Sobre a escritora Teresa Veiga há informações escassas. Respeitadíssima pela crítica literária portuguesa, Teresa consegue manter-se totalmente avessa à exposição midiática, sem dar entrevistas nem revelar detalhes de sua vida pessoal, numa época em que escritores fazem mais barulho com sua vida pessoal do que com sua obra (neste 2006, os exemplos de J.T. LeRoy e Gunther Grass são os mais visíveis, embora no caso do Gunther a discussão mereça uma coluna inteira, dada sua complexidade). A própria biografia da autora, divulgada pelo site do IPLB (Instituto Português do Livro e das Bibliotecas) dá poucas pistas a respeito da autora, fazendo referências apenas à data de nascimento da autora (1945), às graduações em Direito (1968) e Românicas (1980) e ao exercício da atividade de Conservadora do Registro Civil entre 1975 e 1983. Além disso, sabemos que ela ganhou alguns prêmios literários importantes e publicou os volumes de contos Jacobo e outras histórias (1981), O último amante (1990), História de bela Fria (1992), As enganadas (2003) e o romance A paz doméstica (1999). Desses, As enganadas acaba de ser publicado no Brasil, numa parceria entre a Editora 7Letras e o IPLB.

Enunciado da tarefa
Prossiga o texto acima sobre a escritora Teresa Veiga, começando logo após a sua última frase.

Material de dados
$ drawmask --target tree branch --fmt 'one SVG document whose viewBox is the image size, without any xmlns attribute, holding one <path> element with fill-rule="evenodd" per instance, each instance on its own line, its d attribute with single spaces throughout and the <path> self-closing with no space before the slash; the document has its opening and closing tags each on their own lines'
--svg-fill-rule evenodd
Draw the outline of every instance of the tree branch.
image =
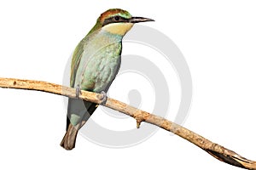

Resposta
Melhor assim. Sabendo quase nada sobre a autora, a tarefa de mergulhar na leitura de seu volume de contos recém-publicado é executada com maior liberdade, e cada virada de página propicia uma nova descoberta. O livro reúne três contos longos e bastante densos, todos protagonizados por mulheres que, em dada altura de suas vidas, percebem que foram, de alguma maneira, foram enganadas em alguma de suas crenças fundamentais.

"A morte de um jardineiro" conta a estória da esposa do governador civil, que um belo dia percebe, após a leitura de um livro, que a aparente felicidade de seu casamento era ilusória. Ela tenta manter a normalidade de seu cotidiano, mas a morte do jardineiro que trabalhava em sua residência desencadeia uma série de reações que a fazem assumir a falência matrimonial. Ela decide se retirar para a propriedade de campo do casal, o que provoca no marido a desconfiança vã de que ele o traía com o funcionário - quando na verdade ele reluta em admitir que ele e a esposa eram completamente desconhecidos entre si, apesar de anos de convívio. Teresa escapa das saídas óbvias, conduzindo a narrativa ao redor do vínculo de cumplicidade que se estabelece entre a esposa infeliz e a viúva do jardineiro, numa narrativa que evoca sutilmente o caráter epifânico de uma G.H. lispectoriana (ops, esbarrei no clichê de juntar "epifania" e "Clarice" numa mesma frase, me perdoem...).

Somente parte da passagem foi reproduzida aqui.